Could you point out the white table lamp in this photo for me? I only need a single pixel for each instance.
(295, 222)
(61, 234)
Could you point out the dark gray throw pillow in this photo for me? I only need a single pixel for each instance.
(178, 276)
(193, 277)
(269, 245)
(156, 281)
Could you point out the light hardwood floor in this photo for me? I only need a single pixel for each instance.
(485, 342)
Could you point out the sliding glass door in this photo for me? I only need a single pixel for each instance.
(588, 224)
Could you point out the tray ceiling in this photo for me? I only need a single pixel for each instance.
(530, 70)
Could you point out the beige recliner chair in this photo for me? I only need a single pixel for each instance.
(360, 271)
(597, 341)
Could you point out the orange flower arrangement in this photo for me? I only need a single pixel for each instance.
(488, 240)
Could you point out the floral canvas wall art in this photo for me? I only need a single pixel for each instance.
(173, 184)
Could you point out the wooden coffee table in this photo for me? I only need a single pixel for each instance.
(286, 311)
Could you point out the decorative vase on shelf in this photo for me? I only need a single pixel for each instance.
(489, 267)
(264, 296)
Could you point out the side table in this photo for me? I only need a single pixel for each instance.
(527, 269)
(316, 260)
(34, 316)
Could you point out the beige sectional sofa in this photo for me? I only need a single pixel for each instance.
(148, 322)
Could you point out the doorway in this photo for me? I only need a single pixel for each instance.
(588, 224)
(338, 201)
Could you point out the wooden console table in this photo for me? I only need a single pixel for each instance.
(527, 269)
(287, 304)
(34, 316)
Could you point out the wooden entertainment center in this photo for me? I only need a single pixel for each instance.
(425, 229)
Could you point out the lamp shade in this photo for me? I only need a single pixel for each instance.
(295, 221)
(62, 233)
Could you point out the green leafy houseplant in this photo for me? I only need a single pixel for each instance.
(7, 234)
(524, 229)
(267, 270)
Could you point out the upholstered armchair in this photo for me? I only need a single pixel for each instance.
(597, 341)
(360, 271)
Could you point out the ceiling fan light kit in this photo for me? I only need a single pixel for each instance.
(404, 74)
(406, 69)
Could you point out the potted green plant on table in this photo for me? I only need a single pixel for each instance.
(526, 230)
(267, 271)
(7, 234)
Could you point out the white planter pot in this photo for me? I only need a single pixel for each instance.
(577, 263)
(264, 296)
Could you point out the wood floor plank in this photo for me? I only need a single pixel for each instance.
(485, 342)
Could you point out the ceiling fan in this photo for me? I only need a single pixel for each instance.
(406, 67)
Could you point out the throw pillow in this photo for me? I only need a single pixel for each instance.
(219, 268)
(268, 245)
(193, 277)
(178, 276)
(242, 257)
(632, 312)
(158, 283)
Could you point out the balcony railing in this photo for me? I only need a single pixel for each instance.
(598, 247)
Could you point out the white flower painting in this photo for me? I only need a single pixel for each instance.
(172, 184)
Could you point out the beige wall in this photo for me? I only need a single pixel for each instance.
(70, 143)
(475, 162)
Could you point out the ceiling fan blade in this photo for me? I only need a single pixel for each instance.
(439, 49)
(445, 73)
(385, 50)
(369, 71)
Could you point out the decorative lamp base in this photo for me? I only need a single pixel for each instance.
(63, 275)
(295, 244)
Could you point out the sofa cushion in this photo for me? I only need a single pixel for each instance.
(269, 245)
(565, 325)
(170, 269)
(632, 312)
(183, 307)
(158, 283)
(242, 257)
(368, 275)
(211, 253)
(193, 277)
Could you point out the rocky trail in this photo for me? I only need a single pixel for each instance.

PROBLEM DESCRIPTION:
Only the lines from the one that holds "Could you point out the sofa" through the end of the records should appear in the answer, each restated exactly.

TASK SOLUTION:
Could you point out the sofa cushion in this photo for me? I only need a single pixel for each instance.
(269, 245)
(565, 325)
(170, 269)
(632, 312)
(183, 307)
(158, 283)
(242, 257)
(368, 275)
(211, 253)
(193, 277)
Could you point out the rocky trail in this photo for me? I only need a single pixel for each instance.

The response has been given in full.